-- start Data entries --
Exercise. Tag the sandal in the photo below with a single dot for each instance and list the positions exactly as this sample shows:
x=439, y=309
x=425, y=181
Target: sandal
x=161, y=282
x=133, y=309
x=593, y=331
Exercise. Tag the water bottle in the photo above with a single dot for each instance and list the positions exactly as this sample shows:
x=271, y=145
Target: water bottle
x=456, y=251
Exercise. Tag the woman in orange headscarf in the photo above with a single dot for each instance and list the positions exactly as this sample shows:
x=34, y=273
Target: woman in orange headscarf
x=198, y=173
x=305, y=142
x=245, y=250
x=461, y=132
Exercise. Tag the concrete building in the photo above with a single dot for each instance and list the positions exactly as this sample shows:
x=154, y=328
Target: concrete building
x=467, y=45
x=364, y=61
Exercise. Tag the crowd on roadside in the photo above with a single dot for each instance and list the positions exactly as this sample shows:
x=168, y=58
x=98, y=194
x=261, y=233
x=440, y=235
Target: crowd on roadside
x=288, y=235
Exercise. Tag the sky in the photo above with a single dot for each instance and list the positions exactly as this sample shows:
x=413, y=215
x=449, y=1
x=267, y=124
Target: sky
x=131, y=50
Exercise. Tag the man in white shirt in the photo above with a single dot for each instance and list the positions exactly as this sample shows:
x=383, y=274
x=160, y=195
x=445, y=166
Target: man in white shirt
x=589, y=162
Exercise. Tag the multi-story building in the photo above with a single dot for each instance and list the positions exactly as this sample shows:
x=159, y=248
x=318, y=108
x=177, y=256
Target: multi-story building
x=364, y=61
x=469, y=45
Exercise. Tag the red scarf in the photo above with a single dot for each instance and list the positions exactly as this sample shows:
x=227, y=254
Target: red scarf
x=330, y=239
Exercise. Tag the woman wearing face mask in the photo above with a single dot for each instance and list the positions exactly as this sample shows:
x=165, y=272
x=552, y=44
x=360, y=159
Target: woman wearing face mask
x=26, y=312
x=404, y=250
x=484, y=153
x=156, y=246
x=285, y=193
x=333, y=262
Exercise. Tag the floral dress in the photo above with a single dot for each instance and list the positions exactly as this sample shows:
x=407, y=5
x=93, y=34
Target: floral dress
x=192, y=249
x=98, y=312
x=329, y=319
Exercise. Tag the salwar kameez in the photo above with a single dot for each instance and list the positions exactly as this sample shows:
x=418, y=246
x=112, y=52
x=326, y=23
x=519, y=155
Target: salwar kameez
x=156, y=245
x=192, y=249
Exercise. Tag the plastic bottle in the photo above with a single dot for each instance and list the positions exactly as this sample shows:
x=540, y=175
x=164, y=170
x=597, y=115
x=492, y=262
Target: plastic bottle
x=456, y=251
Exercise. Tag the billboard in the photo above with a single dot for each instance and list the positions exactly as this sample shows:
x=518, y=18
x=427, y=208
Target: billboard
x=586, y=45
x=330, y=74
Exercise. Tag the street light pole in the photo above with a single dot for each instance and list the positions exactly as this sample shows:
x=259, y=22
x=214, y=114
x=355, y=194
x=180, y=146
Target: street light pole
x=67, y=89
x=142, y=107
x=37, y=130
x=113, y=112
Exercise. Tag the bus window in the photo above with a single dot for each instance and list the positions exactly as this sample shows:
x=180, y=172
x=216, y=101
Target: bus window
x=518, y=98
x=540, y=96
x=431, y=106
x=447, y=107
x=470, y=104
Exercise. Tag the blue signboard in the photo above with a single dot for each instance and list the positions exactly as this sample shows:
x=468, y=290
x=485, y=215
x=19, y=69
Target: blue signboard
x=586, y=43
-- end Data entries --
-- start Data entries --
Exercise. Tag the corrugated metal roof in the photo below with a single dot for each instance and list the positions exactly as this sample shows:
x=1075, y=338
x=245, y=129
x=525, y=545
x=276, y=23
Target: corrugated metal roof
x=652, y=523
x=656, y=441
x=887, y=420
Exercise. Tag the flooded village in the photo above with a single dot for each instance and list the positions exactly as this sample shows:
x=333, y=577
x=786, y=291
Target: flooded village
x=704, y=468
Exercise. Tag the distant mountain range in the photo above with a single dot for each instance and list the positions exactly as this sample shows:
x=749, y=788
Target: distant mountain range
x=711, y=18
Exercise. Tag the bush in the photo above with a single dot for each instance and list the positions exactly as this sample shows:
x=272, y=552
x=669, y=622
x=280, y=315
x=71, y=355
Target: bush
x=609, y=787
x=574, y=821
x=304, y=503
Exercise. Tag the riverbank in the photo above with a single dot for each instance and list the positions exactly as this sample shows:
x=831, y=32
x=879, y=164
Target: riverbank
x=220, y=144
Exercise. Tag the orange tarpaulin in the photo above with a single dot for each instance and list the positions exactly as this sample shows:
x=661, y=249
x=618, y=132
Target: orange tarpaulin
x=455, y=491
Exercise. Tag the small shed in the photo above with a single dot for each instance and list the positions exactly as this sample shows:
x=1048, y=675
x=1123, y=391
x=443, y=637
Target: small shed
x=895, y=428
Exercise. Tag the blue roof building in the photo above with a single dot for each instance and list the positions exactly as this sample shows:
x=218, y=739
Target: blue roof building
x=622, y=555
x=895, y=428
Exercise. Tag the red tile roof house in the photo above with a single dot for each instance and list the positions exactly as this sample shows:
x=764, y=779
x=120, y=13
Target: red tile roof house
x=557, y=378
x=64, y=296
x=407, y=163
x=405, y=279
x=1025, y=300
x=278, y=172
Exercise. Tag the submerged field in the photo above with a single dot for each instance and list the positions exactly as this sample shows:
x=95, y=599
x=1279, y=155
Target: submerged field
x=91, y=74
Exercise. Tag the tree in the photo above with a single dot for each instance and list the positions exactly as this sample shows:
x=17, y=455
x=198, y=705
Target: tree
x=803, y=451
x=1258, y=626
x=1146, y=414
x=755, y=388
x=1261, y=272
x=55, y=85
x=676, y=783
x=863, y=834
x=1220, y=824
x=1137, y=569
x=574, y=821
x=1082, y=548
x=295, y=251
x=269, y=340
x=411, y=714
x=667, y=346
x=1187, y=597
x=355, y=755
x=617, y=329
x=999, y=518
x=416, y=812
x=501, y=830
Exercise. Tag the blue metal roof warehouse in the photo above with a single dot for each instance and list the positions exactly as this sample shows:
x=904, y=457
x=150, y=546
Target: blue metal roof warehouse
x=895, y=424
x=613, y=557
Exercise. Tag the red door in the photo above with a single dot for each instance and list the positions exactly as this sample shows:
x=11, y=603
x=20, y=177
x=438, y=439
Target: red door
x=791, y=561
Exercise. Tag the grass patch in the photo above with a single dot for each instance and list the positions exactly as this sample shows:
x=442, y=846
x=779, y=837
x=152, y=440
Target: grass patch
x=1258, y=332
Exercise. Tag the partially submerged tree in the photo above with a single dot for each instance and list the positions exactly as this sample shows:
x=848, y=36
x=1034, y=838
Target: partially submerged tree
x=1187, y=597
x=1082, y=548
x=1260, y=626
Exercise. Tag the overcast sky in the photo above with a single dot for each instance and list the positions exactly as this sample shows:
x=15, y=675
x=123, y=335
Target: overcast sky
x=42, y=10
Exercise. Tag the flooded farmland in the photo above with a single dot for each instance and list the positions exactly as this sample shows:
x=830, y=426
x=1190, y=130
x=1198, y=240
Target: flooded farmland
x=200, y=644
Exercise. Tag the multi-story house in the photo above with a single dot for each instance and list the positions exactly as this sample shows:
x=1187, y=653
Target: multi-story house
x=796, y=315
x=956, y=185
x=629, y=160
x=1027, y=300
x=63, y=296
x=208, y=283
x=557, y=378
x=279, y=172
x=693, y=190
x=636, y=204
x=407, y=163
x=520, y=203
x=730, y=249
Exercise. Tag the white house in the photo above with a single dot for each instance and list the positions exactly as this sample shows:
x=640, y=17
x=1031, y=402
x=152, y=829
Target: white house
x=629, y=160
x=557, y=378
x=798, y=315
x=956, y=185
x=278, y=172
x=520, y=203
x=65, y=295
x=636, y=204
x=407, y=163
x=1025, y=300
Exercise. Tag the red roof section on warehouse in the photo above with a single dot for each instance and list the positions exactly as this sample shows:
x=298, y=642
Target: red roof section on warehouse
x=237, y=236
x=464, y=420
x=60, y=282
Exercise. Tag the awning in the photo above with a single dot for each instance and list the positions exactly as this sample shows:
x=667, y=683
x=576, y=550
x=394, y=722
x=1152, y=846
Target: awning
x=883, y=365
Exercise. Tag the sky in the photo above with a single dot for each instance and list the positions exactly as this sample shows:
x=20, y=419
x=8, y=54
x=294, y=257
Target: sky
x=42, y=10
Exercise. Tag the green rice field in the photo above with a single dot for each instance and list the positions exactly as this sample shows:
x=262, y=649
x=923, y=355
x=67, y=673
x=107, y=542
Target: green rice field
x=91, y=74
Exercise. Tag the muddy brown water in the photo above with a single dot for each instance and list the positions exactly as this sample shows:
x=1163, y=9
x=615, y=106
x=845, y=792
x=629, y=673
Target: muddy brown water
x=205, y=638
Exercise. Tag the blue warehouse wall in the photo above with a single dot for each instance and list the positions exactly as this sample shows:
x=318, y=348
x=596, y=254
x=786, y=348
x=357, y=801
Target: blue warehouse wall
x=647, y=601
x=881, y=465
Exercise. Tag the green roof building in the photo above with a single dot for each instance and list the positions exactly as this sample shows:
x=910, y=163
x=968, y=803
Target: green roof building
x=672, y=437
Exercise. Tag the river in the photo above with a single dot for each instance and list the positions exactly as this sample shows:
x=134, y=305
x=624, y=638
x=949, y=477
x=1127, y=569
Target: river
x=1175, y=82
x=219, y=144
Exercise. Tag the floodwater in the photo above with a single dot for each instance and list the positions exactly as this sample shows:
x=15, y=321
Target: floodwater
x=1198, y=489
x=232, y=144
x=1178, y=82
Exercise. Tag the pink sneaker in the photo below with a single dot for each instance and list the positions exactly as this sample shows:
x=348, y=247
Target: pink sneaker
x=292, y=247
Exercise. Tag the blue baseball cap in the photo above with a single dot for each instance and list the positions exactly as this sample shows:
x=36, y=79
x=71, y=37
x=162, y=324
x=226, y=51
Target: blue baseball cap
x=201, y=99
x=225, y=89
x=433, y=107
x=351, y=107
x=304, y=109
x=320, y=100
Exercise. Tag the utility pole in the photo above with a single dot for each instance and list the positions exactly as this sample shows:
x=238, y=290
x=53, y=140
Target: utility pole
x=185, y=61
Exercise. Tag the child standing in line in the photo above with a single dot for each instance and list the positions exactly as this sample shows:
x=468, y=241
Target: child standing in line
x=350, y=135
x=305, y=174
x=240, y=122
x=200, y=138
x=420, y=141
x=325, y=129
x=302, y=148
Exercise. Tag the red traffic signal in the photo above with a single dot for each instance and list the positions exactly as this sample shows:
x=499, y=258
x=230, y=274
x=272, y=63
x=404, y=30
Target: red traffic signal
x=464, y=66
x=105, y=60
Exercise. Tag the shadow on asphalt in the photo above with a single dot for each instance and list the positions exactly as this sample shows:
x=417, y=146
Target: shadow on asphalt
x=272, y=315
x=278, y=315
-- end Data entries --
▶ **To do**
Reproduce the rows from the line containing "Exercise. Tag the sandal" through the line containing "x=469, y=45", swapping "concrete building" for "brick building" and leaving all else unchanged. Give only those lines.

▶ **Result for this exercise**
Exercise. Tag the sandal in the photo below with a single dot for each instance and list the positions exactly as this sample shows:
x=439, y=309
x=425, y=181
Target: sandal
x=161, y=282
x=133, y=309
x=593, y=331
Exercise. Tag the water bottle in the photo above with a single dot for each instance and list the positions exactly as this sample shows:
x=271, y=145
Target: water bottle
x=456, y=251
Exercise. Tag the woman in orange headscarf in the photo above with a single dot for each instance and list the positions exactly as this sample shows:
x=34, y=273
Target: woman in orange headscarf
x=198, y=173
x=305, y=142
x=245, y=250
x=461, y=132
Exercise. Tag the brick building in the photo above with a single dot for each instance and list the positions exactly as this sample shows:
x=154, y=328
Target: brick building
x=467, y=45
x=364, y=61
Exercise. Tag the crowd on roadside in the photo above with a single dot for each instance and list the positions exactly as this sample shows:
x=168, y=58
x=98, y=194
x=261, y=233
x=440, y=235
Target: crowd on roadside
x=288, y=235
Exercise. Tag the sky in the photo above with a single dot for each instance and list the positions exactly as this sample shows:
x=413, y=215
x=449, y=1
x=267, y=124
Target: sky
x=131, y=50
Exercise. Tag the man in white shirt in the photo above with a single dot for each instance and list the positions exactly as this sample shows:
x=383, y=274
x=160, y=195
x=445, y=166
Target: man in white shirt
x=589, y=162
Exercise. Tag the multi-story building in the photo above with a single dot for each instance and list the positions exactly as this sample shows:
x=159, y=248
x=318, y=108
x=177, y=256
Target: multi-story building
x=364, y=61
x=469, y=45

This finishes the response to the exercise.